[[ EXTRACT TO READ open ]]

Every health care worker in a hospital’s neonatal intensive care unit (NICU) shares the same goal—to help ensure that babies leave the hospital and go on to live long, healthy lives. While they may often be left wondering years later what became of their tiny patients, one doctor’s recent reunion allowed him this opportunity, and in the same NICU where he once cared for them.
Thomas McHugh, 28, a dual-major nursing student at Molloy College, was due to begin a clinical rotation in the NICU at Good Samaritan University Hospital. Thomas’s mother informed him that it was the same NICU where he had been intubated as a newborn, being born premature 8 ½ weeks early. His mother told him to keep an eye out to see whether either of the doctors who had cared for him were still working there.
Sure enough, one of them was, Rao Bodapati, MD, specialist in neonatal and perinatal medicine and pediatrics. As Thomas introduced himself, Dr. Bodapati remembered his name and case, as well as offering a spot-on description of his mother, “A tall woman with curly blonde hair.”
“Watching Dr. Bodapati navigate around in the NICU and handle critical situations, it’s clear what a great doctor he is,” says Thomas. Today, he envisions himself working as an emergency room nurse, feeling that his calling is to be there for patients in similarly critical situations.
Hearing this story of reunion between Dr. Bodapati and one her fellow nursing students, Hailey Leitch, 24, felt compelled to share the story with her own parents. As fate would have it, her parents confirmed that she too was cared for by Dr. Bodapati in the NICU at Good Samaritan after she was born.

[[ EXTRACT TO READ closed ]]

## REQUIRED WORK
A) Answer these questions about the NICU reunion story, please:
(i) How many weeks early was Thomas McHugh born?
(ii) Which college does Thomas attend?
(iii) How old is Hailey Leitch?
B) Condense the paragraph of the NICU reunion story beginning "Thomas McHugh, 28," into a shorter version that keeps its main facts.
C) Print the section of the NICU reunion story starting at "Thomas McHugh, 28, a" and ending at "still working there.".

[[ DATASET CONTENT open ]]

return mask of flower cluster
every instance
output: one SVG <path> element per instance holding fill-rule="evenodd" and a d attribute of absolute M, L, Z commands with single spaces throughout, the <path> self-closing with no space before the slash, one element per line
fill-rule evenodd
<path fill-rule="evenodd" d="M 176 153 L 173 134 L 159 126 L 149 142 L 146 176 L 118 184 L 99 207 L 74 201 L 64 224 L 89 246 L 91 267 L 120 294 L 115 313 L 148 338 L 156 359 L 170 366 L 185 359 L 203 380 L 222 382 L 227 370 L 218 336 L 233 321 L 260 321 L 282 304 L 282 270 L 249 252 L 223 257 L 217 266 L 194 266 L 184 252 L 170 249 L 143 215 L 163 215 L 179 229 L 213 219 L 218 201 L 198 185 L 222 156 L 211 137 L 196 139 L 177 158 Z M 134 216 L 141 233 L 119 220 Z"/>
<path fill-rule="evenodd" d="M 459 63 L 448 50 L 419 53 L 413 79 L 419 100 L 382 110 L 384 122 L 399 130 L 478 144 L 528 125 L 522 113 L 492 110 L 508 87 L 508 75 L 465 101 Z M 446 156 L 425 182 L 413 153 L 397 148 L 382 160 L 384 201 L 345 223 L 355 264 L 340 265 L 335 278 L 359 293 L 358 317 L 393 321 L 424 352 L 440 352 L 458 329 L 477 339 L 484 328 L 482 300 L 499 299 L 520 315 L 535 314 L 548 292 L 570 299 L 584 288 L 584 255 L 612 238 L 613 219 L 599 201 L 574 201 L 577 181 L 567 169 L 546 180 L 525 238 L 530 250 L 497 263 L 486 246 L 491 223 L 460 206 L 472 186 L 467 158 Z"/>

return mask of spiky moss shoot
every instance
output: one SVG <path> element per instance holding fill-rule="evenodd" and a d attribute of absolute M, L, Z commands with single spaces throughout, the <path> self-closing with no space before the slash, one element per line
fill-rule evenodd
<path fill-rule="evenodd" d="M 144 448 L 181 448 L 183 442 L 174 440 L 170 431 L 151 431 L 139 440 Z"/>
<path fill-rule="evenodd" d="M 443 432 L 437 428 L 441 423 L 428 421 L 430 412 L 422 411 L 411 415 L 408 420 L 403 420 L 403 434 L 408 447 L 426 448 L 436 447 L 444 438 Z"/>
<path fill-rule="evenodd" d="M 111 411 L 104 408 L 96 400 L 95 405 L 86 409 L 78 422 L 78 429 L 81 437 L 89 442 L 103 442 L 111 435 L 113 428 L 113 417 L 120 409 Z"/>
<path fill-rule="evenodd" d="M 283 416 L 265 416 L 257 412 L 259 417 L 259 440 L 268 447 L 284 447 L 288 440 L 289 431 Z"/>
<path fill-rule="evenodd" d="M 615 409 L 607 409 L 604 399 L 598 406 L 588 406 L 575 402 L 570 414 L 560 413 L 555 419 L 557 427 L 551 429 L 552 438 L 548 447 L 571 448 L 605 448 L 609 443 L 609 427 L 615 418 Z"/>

[[ DATASET CONTENT closed ]]

## ANSWERS PER TASK
A)
(i) 8 ½ weeks
(ii) Molloy College
(iii) 24

B) Thomas McHugh, a 28-year-old dual-major nursing student at Molloy College, was about to start a clinical rotation in the NICU at Good Samaritan University Hospital. His mother told him it was the same NICU where he had been intubated after being born 8 ½ weeks premature, and asked him to see whether either of his doctors still worked there.

C)
Thomas McHugh, 28, a dual-major nursing student at Molloy College, was due to begin a clinical rotation in the NICU at Good Samaritan University Hospital. Thomas’s mother informed him that it was the same NICU where he had been intubated as a newborn, being born premature 8 ½ weeks early. His mother told him to keep an eye out to see whether either of the doctors who had cared for him were still working there.